DATA FOR PROCESSING Block Start

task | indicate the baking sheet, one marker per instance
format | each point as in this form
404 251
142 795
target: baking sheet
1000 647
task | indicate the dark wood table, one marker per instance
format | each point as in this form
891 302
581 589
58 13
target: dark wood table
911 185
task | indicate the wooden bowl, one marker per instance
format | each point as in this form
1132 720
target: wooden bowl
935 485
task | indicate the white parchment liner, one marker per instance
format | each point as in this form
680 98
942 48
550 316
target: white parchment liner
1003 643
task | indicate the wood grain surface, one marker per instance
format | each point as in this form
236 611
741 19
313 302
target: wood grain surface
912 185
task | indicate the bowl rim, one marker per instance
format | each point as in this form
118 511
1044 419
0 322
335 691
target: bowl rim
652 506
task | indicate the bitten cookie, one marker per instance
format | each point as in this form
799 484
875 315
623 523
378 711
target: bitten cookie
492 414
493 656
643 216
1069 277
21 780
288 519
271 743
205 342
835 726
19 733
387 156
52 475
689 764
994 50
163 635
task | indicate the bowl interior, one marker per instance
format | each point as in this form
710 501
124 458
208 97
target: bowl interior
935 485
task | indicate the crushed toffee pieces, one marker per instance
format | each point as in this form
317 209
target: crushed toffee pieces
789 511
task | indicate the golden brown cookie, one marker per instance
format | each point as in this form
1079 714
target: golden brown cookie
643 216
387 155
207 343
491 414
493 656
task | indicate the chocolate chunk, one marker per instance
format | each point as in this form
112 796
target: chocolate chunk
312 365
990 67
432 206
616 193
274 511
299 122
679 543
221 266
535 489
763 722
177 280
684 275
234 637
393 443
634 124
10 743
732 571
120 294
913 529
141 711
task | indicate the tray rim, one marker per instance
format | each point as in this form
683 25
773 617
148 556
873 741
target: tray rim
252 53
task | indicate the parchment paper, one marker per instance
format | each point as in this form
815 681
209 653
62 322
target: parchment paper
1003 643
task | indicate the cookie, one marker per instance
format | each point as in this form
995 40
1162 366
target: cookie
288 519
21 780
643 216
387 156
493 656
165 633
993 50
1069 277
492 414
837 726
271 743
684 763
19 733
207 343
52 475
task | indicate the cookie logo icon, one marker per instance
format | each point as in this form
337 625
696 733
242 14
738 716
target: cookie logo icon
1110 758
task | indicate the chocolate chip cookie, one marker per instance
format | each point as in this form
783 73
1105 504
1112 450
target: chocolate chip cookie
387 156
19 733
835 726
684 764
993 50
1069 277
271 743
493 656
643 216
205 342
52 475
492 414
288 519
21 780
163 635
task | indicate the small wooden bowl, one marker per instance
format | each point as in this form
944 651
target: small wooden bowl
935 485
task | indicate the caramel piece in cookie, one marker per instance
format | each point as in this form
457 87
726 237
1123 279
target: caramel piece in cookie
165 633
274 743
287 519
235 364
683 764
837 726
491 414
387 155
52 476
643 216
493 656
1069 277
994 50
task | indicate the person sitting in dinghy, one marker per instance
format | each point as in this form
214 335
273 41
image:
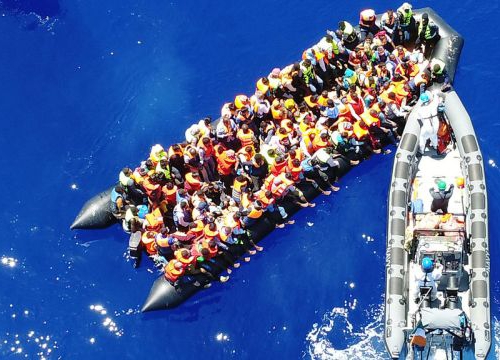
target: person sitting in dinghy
428 117
426 276
441 197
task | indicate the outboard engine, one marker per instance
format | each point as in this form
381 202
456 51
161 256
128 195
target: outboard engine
452 293
425 295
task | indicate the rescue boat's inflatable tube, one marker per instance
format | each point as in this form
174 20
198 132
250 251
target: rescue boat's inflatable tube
96 213
448 50
164 296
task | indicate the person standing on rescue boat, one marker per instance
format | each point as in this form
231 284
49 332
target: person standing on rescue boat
428 35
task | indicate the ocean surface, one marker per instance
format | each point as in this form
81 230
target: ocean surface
87 86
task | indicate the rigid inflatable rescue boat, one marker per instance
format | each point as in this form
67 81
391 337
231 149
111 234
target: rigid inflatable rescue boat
447 315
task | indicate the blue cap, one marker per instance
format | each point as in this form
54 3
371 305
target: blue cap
349 73
427 264
424 98
143 211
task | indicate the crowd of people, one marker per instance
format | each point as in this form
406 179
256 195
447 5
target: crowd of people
346 98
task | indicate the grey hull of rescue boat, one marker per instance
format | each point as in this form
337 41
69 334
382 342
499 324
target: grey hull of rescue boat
164 295
96 213
397 261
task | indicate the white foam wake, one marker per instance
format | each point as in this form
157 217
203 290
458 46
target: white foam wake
367 343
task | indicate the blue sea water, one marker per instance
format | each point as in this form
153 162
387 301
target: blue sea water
86 87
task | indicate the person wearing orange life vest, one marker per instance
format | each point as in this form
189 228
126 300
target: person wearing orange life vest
152 189
226 132
355 103
295 169
182 215
258 171
185 257
205 251
176 162
278 166
212 233
245 116
148 240
206 153
313 81
153 221
378 130
164 243
240 184
321 141
419 83
226 166
428 35
245 158
192 182
260 106
246 136
193 134
173 271
394 113
360 140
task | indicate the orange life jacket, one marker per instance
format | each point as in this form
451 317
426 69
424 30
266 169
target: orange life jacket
254 213
209 150
172 152
280 185
192 183
170 194
323 101
318 143
245 138
276 169
225 165
210 234
155 220
213 251
248 156
261 196
262 87
148 239
185 261
171 273
369 119
295 171
358 131
240 101
309 102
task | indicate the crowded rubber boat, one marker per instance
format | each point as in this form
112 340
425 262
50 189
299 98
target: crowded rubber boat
199 208
437 285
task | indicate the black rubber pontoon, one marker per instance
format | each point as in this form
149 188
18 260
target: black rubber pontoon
164 296
96 213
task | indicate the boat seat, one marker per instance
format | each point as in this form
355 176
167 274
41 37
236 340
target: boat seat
425 294
462 283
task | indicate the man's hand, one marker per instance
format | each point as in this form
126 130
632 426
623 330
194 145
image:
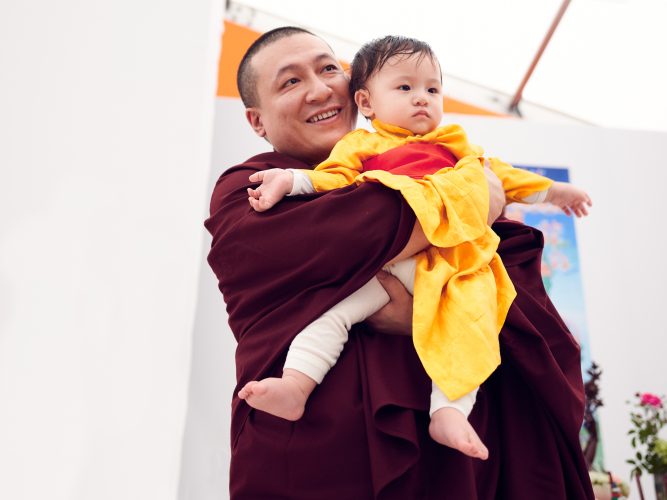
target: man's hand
276 184
496 194
396 317
569 198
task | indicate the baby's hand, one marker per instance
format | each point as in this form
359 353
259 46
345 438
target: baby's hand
276 183
570 198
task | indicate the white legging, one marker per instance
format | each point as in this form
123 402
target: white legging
317 347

DATA FOR PROCESSING Block End

**WHAT YOU SHOULD DO**
When you reach a picture in the records above, pass over it and transcribe the rest exactly.

**ANSWER SPACE**
task | indicate the baking sheet, one marker per instance
format | each point as in this form
404 251
142 795
target: baking sheet
1000 647
task | indicate the dark wood table, one marker per instance
format | each point as in this form
891 302
581 589
58 13
target: dark wood table
911 185
task | indicate the wooden bowl, one marker per instance
format | each point as in this form
1132 720
target: wooden bowl
935 485
task | indicate the white parchment liner, one marker per instance
format | each point as in this form
680 98
942 48
550 316
target: white parchment liner
1003 643
task | indicate the wood grain surface, one marker per instance
format | each point as in this form
236 611
741 19
313 302
target: wood grain surface
912 185
task | indicate the bowl rim, one marker per instance
format | each point as in this form
118 511
1044 419
0 322
335 691
target: bowl rim
652 506
task | indicate the bitten cookie, one marker per instance
format | each point as in this form
799 484
875 315
623 523
378 711
target: bitten cookie
492 414
493 656
643 216
1069 277
21 780
288 519
271 743
205 342
835 726
19 733
387 156
52 475
689 764
994 50
163 635
task | indicate the bowl interior, one marker per instance
format | each point as in this form
710 501
124 458
208 97
target: bowl interior
935 485
task | indicate the crushed toffee pieces, one marker per instance
format | each point as in this form
317 209
target: crushed toffee pieces
789 511
task | indicate the golden brown cookie, one marker per instance
format | each point as in this form
1079 714
target: golden brown cookie
643 216
387 155
207 343
491 414
493 656
task | indicate the chocolate chunk, one marker per instance
format | each point as in this form
112 796
target: chocolate chunk
312 365
990 67
432 206
616 193
274 511
299 122
679 543
221 266
535 489
763 722
177 280
684 275
234 637
393 443
634 124
10 743
732 571
120 294
913 529
141 711
task | indicate the tray rim, one marker per instance
format | each point as in this form
683 25
773 617
148 556
873 741
target: tray rim
252 53
task | indicate the parchment paper, one marker per instance
format | each point as in this form
815 681
209 653
62 322
target: parchment paper
1003 643
task | indicate the cookie, one marker per instance
format | each point as in this form
995 40
1162 366
target: cookie
288 519
21 780
643 216
387 156
493 656
165 633
993 50
1069 277
492 414
837 726
271 743
684 763
19 733
207 343
52 475
task | indicate the cookie logo icon, one marker per instance
format | each point as in this form
337 625
696 733
242 14
738 716
target: cookie logo icon
1110 758
task | indicate the chocolate chip cookie, one marker per instance
format | each point as in this form
783 73
1105 504
1112 450
target: chocolate chip cookie
387 156
19 733
835 726
684 764
993 50
1069 277
271 743
493 656
643 216
205 342
52 475
492 414
288 519
21 780
163 635
task | indicate the small wooden bowl, one marker per instance
format | each point as in this form
944 651
target: small wooden bowl
935 485
task | indicate the caramel piece in cookie, one marker per instance
format | each point as in this form
457 87
726 237
1123 279
target: caramel piece in cookie
165 633
274 743
287 519
235 364
683 764
837 726
491 414
387 155
52 476
643 216
493 656
1069 277
994 50
task | indicate the person sitting in dinghy, one marker per instance
format | each point as in this form
214 335
273 41
image:
target: person sitting in dinghy
428 117
426 276
441 197
task | indicate the outboard engine, one marker per instance
format | each point as in this form
381 202
456 51
161 256
128 195
target: outboard engine
452 293
425 295
task | indicate the rescue boat's inflatable tube, one marker per instance
format | each point as in this form
174 20
198 132
250 251
target: rescue boat's inflatable tube
96 213
448 50
164 296
task | indicate the person standing on rescue boat, one marker per instance
format | each point as in this form
231 284
49 332
target: person standing on rescue boat
428 35
task | indicate the ocean surface, one marker per instance
format | each point as in this form
81 230
target: ocean surface
87 86
task | indicate the rigid inflatable rescue boat, one marker per instance
format | each point as in this form
67 81
391 337
231 149
111 234
target: rigid inflatable rescue boat
447 315
task | indicate the blue cap, one marker per instance
format | each point as in this form
54 3
371 305
target: blue cap
349 73
427 264
424 98
143 211
task | indicate the crowd of people, one marker per instance
format | each point as in this form
406 179
256 195
447 5
target: crowd of people
346 98
task | indicate the grey hull of rescue boat, one marker per instance
format | each point as in this form
337 41
69 334
382 342
499 324
target: grey hull of rescue boat
164 295
96 213
397 261
task | indicate the white foam wake, one marker per instance
format | each point as in this form
157 217
203 290
458 46
target: white foam wake
367 343
task | indicate the blue sea water, one marker per instance
format | each point as in this form
153 162
387 301
target: blue sea water
86 87
task | indicate the person wearing orange life vest, one marker per instance
format | each point as in this form
189 228
126 300
target: person wearing orange life vest
152 189
226 132
355 103
295 169
182 215
258 171
185 257
205 251
176 162
278 166
212 233
245 116
148 240
206 153
313 81
153 221
378 130
164 243
240 184
321 141
419 83
226 166
428 35
245 158
192 182
260 106
246 136
193 134
173 271
394 113
360 140
task | indicate the orange life jacket, one marker per instance
format | each point as in this form
451 317
426 69
424 30
266 169
target: orange life jacket
254 213
209 150
172 152
280 185
192 183
170 194
323 101
318 143
245 138
276 169
225 165
210 234
155 220
213 251
248 156
261 196
262 87
148 239
185 261
171 273
369 119
295 171
358 131
240 101
309 102
task | indicate the crowded rubber boat, one marker per instance
format | each point as in this form
112 340
425 262
50 189
299 98
target: crowded rubber boat
199 208
437 285
task | indicate the black rubber pontoon, one marker per instance
format | each point as in this form
149 188
18 260
target: black rubber pontoon
164 296
96 213
task | indicate the boat seat, one marker per instance
format | each point as in this form
355 176
167 274
41 37
236 340
target: boat seat
425 294
462 283
task | indicate the man's hand, one marker per instance
format | each point as in this form
126 130
632 426
623 330
194 145
image:
target: man's hand
276 184
496 194
396 317
569 198
task | indicate the baby's hand, one marker per instance
format | each point as in this form
359 353
259 46
345 438
target: baby's hand
276 183
570 198
task | indicate the white legging, one marker per instance
format | each point as in this form
123 402
target: white legging
317 347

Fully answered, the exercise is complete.